Return exactly the span of lines that opens with the line containing "Expected behaviour: the pointer indicates one point on the burnt" and closes with the last line of the data, inclusive.

§ STORED RECORDS:
* begin *

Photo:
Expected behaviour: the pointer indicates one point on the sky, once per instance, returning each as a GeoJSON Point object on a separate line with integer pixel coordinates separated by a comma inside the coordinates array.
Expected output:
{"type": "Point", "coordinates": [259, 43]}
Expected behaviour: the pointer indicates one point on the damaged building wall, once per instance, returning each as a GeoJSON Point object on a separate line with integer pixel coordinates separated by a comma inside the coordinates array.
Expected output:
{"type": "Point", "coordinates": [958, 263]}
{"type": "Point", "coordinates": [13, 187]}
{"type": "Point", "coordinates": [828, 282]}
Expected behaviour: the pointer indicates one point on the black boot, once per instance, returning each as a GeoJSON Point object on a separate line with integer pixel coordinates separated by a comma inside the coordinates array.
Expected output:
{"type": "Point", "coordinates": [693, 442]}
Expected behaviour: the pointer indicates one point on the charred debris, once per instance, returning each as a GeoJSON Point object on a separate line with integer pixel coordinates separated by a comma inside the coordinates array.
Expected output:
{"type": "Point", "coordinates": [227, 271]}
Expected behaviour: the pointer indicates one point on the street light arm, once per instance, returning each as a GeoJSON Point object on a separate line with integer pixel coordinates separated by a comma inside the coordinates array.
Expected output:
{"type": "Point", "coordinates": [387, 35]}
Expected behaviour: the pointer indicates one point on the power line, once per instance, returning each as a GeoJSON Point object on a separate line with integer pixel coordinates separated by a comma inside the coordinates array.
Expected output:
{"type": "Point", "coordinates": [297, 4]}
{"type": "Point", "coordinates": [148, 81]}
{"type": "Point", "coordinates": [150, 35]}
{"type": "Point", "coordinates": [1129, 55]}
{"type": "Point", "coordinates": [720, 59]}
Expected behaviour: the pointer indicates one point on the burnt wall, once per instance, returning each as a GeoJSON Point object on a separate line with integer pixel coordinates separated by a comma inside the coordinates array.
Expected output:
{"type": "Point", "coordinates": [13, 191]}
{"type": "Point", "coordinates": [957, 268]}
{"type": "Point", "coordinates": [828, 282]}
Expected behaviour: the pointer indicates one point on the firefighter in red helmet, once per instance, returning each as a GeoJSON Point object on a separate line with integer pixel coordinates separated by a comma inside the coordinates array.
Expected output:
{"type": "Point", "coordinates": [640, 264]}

* end *

§ THE RESPONSE:
Expected behaviour: the pointer indicates one point on the burnt wall, once per instance, returning each as a GeoJSON Point object on a separate line with integer pixel coordinates separated by a comma inside the coordinates array.
Expected output:
{"type": "Point", "coordinates": [13, 191]}
{"type": "Point", "coordinates": [957, 268]}
{"type": "Point", "coordinates": [828, 282]}
Expected behaviour: the pointer indicates one point on the firefighter in red helmet, once per instance, returning each as a GeoJSON Point object on a separate line with integer pixel coordinates separated by a comma inside the coordinates array.
Expected output:
{"type": "Point", "coordinates": [640, 264]}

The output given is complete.